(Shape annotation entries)
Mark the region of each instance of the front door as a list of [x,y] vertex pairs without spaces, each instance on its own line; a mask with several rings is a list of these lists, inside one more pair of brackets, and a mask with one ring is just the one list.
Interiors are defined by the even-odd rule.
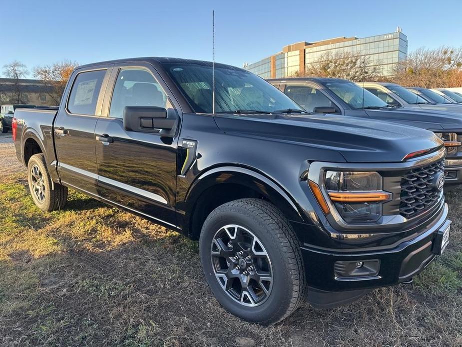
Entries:
[[101,86],[108,72],[101,68],[76,74],[54,122],[57,171],[65,185],[95,194],[97,170],[94,129],[104,97]]
[[177,136],[127,131],[122,120],[125,106],[174,110],[149,66],[122,66],[114,72],[108,114],[98,120],[95,131],[98,193],[174,226]]

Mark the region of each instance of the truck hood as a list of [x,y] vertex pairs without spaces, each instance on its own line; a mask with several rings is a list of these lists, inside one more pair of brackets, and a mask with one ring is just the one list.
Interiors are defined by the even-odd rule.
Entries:
[[215,119],[226,134],[337,151],[349,162],[401,162],[409,153],[443,144],[426,130],[344,116],[230,114]]
[[462,113],[458,114],[443,110],[403,108],[365,110],[371,118],[375,120],[389,120],[393,123],[397,122],[423,129],[462,130]]

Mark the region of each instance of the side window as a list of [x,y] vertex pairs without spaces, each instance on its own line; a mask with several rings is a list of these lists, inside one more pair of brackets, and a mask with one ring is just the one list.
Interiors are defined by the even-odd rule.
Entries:
[[399,106],[399,103],[393,98],[390,96],[388,94],[384,92],[382,92],[379,89],[372,87],[368,87],[365,88],[366,90],[370,92],[376,96],[378,96],[384,102],[387,102],[389,105]]
[[309,112],[317,107],[336,107],[325,95],[306,86],[287,86],[285,94]]
[[122,118],[125,106],[165,108],[167,96],[150,72],[127,68],[119,72],[114,86],[109,116]]
[[80,72],[75,78],[67,103],[71,114],[94,116],[106,70]]

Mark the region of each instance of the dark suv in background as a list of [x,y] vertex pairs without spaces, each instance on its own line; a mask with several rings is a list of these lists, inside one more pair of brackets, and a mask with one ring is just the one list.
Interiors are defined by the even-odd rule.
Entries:
[[[445,141],[448,150],[445,189],[462,183],[462,116],[460,114],[396,107],[356,84],[341,78],[301,78],[268,81],[310,112],[387,120],[433,131]],[[462,111],[462,108],[456,107]]]

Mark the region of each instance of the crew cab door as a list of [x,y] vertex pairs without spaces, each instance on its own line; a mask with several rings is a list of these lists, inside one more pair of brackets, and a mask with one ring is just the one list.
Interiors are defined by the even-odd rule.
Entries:
[[94,128],[101,114],[108,67],[78,70],[69,80],[54,124],[57,172],[66,186],[96,193]]
[[[176,112],[164,84],[148,64],[116,66],[108,88],[103,116],[95,131],[98,192],[100,196],[150,216],[176,225],[176,146],[162,132],[128,131],[124,128],[126,106],[157,106]],[[162,83],[163,83],[162,82]]]

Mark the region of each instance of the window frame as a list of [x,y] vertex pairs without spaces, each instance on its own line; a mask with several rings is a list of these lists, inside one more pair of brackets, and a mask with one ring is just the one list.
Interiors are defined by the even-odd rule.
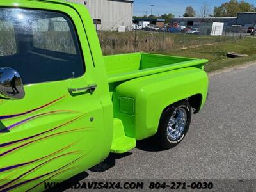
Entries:
[[[1,9],[9,9],[9,10],[31,10],[31,11],[43,11],[43,12],[51,12],[51,13],[60,13],[65,17],[63,17],[65,19],[68,19],[68,21],[67,21],[66,19],[66,21],[70,28],[70,33],[72,34],[72,37],[75,37],[76,40],[76,41],[74,41],[74,39],[72,39],[74,40],[74,46],[76,48],[76,51],[77,52],[77,53],[79,53],[80,54],[80,57],[81,57],[81,65],[83,65],[83,72],[82,74],[79,76],[76,77],[70,77],[70,78],[67,78],[67,79],[60,79],[60,80],[54,80],[54,81],[42,81],[42,82],[36,82],[36,83],[29,83],[28,84],[25,84],[24,86],[28,86],[28,85],[30,85],[30,84],[42,84],[42,83],[52,83],[52,82],[58,82],[58,81],[67,81],[67,80],[71,80],[71,79],[79,79],[81,78],[82,77],[83,77],[86,72],[86,61],[85,61],[85,58],[84,56],[84,51],[82,47],[82,44],[81,44],[81,39],[79,38],[79,35],[78,34],[78,31],[76,28],[76,26],[75,24],[74,21],[73,20],[72,18],[67,13],[62,12],[61,10],[52,10],[52,9],[44,9],[44,8],[29,8],[29,7],[10,7],[10,6],[0,6]],[[76,11],[76,10],[75,10]],[[80,17],[79,15],[77,15],[78,17]],[[65,18],[66,17],[66,18]],[[81,20],[81,22],[83,22],[82,20]],[[72,30],[73,29],[73,30]],[[15,30],[15,28],[14,28],[14,30]],[[84,31],[85,33],[85,31]],[[17,36],[16,36],[16,33],[15,33],[15,40],[17,41]],[[87,36],[86,37],[86,38],[87,39]],[[17,44],[17,43],[16,43]],[[36,48],[35,47],[33,47],[33,48],[34,49],[39,49],[39,48]],[[17,46],[16,47],[17,49],[17,52],[15,54],[17,54],[18,53],[18,46]],[[45,49],[46,50],[46,49]],[[49,50],[47,50],[49,51]],[[61,53],[61,52],[60,52]],[[63,52],[62,52],[63,53]],[[67,54],[69,54],[68,53],[67,53]],[[13,55],[15,55],[13,54]],[[77,55],[78,56],[78,55]],[[0,57],[1,58],[1,57]],[[19,71],[18,71],[19,72]]]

▶ **PROBLEM TO SOLVE**
Copy every line of the entries above word for word, leaving out the pictures.

▶ **COMPLETE ANSWER**
Mark the region of each instance of the front door as a list of [x,y] vertex pairs without spaces, each instance on its own line; a mask with several rings is a list of these lists, inside one more pair of brackets, and a mask with one ring is just the one list.
Interiors are defined by the even-odd rule.
Entries:
[[101,86],[108,72],[101,68],[76,74],[54,122],[57,171],[65,185],[95,194],[97,170],[94,129],[104,97]]
[[177,136],[127,131],[122,120],[125,106],[174,110],[149,66],[122,66],[114,72],[108,114],[98,120],[95,131],[98,193],[174,226]]

Mark the region of each instance of the truck hood as a list of [x,y] vertex pairs without spaces, each instance on its own line; a mask with several rings is a list of these lists, inside one more pair of brackets, and a mask with one ring is just the one list.
Interiors are defined by the even-odd rule.
Entries:
[[215,119],[226,134],[337,151],[349,162],[401,162],[409,153],[443,144],[426,130],[344,116],[230,114]]
[[462,113],[458,114],[443,110],[403,108],[365,110],[371,118],[375,120],[389,120],[393,123],[397,122],[423,129],[462,130]]

Mark the region of each instance of the side window as a list of [x,y] vertex pairs without spaces, each instance on its own line; a mask with several rings is a list of these lists, inside one more pair of brackets, and a mask with one ring is just the one list.
Interiors are defined by the even-odd rule.
Entries:
[[399,106],[399,103],[393,98],[390,96],[388,94],[384,92],[382,92],[379,89],[372,87],[368,87],[365,88],[366,90],[370,92],[376,96],[378,96],[384,102],[387,102],[389,105]]
[[309,112],[317,107],[336,107],[325,95],[306,86],[287,86],[285,94]]
[[122,118],[125,106],[165,108],[167,96],[150,72],[127,68],[119,72],[114,86],[109,116]]
[[80,72],[75,78],[67,103],[71,114],[94,116],[106,70]]

Mark the region of each instance of the dark suv in background as a list of [x,y] vertex pairs without spaces, each instance on its own line; a mask with several rings is a list of these lists, inside one more pair of brackets, and a mask with one ring is just the one list.
Interiors are defined by the even-odd rule.
Entries:
[[[445,141],[448,150],[445,189],[462,183],[462,116],[460,114],[396,107],[356,84],[341,78],[301,78],[268,81],[310,112],[387,120],[433,131]],[[462,111],[462,108],[456,107]]]

Mark the region of each instance of the crew cab door as a list of [x,y] vertex pairs without spaces, each instance on its own line; a mask with several rings is a list of these lists, inside one more pair of brackets, and a mask with one ring is just the one list.
Interiors are defined by the even-odd rule.
Entries:
[[94,128],[101,114],[108,67],[78,70],[69,80],[54,124],[57,172],[66,186],[96,193]]
[[[176,112],[164,84],[148,64],[116,66],[108,88],[103,116],[95,131],[98,192],[100,196],[150,216],[176,225],[176,146],[162,132],[128,131],[124,128],[126,106],[157,106]],[[162,83],[163,83],[162,82]]]

Mark the region of each instance of the window frame as a list of [x,y] vertex pairs without spaces, each instance on its own line; a mask with several rings is a list of these lists, inside one more pair of brackets, and a mask with one ring is just the one list.
Interiors are defined by the even-odd rule.
Entries:
[[[1,9],[9,9],[9,10],[31,10],[31,11],[43,11],[43,12],[51,12],[51,13],[60,13],[65,17],[63,17],[65,19],[68,19],[68,21],[67,21],[66,19],[66,21],[70,28],[70,33],[72,34],[72,37],[75,37],[76,40],[76,41],[74,41],[74,39],[72,39],[74,40],[74,46],[76,48],[76,51],[77,52],[77,53],[79,53],[80,54],[80,57],[81,57],[81,65],[83,65],[83,72],[82,74],[79,76],[76,77],[70,77],[70,78],[67,78],[67,79],[60,79],[60,80],[54,80],[54,81],[42,81],[42,82],[36,82],[36,83],[29,83],[28,84],[25,84],[24,86],[28,86],[28,85],[30,85],[30,84],[42,84],[42,83],[52,83],[52,82],[58,82],[58,81],[67,81],[67,80],[71,80],[71,79],[79,79],[81,78],[82,77],[83,77],[86,72],[86,61],[85,61],[85,58],[84,56],[84,51],[82,47],[82,44],[81,44],[81,39],[79,38],[79,35],[78,34],[78,31],[76,28],[76,26],[75,24],[74,21],[73,20],[72,18],[67,13],[62,12],[61,10],[52,10],[52,9],[44,9],[44,8],[29,8],[29,7],[10,7],[10,6],[0,6]],[[76,11],[76,10],[75,10]],[[80,17],[79,15],[77,15],[78,17]],[[65,18],[66,17],[66,18]],[[81,20],[81,22],[83,22],[82,20]],[[72,30],[73,29],[73,30]],[[15,30],[15,28],[14,28],[14,30]],[[84,31],[85,33],[85,31]],[[17,36],[16,36],[16,33],[15,33],[15,40],[17,41]],[[87,36],[86,37],[86,38],[87,39]],[[17,44],[17,43],[16,43]],[[36,48],[35,47],[33,47],[33,48],[34,49],[39,49],[39,48]],[[17,46],[16,47],[17,49],[17,52],[15,54],[17,54],[18,53],[18,46]],[[45,49],[46,50],[46,49]],[[49,50],[47,50],[49,51]],[[61,53],[61,52],[60,52]],[[63,52],[62,52],[63,53]],[[67,54],[69,54],[68,53],[67,53]],[[13,55],[15,55],[13,54]],[[77,55],[78,56],[78,55]],[[0,57],[1,58],[1,57]],[[19,71],[18,71],[19,72]]]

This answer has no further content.